EXERCISE REQUIREMENTS:
Copy out each line of the entries below that includes the word "hanging".

DATASET RECORDS:
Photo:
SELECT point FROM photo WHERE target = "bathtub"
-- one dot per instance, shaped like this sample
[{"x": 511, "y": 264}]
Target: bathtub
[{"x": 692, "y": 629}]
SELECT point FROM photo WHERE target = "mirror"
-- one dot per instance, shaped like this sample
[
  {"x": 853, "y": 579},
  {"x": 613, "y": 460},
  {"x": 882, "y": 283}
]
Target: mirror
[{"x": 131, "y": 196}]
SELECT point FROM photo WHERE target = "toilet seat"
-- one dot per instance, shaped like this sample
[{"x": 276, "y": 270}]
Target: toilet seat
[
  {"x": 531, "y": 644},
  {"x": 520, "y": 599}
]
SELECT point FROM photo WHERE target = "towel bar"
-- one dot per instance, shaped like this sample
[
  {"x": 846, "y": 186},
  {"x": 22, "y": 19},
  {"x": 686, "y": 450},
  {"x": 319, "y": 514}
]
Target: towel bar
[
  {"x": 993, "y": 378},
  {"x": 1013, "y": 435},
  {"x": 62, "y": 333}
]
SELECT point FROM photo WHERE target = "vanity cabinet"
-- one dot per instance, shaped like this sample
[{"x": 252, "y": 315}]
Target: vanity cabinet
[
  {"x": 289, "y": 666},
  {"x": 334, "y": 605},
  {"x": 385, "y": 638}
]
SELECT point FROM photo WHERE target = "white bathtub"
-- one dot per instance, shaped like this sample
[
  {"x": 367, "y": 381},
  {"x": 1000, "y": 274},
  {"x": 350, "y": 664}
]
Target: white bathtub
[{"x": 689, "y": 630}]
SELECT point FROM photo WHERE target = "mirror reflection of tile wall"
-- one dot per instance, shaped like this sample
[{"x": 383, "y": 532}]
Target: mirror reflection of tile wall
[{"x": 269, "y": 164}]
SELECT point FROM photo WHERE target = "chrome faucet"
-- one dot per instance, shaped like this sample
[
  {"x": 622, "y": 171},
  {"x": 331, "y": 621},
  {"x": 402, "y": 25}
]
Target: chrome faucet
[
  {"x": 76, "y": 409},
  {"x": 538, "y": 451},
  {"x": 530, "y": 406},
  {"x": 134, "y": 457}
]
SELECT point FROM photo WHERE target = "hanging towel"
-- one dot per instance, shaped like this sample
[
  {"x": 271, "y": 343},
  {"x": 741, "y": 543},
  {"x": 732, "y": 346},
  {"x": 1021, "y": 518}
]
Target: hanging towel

THE RESULT:
SELECT point FROM photo WHERE target = "hanging towel"
Target: hanging towel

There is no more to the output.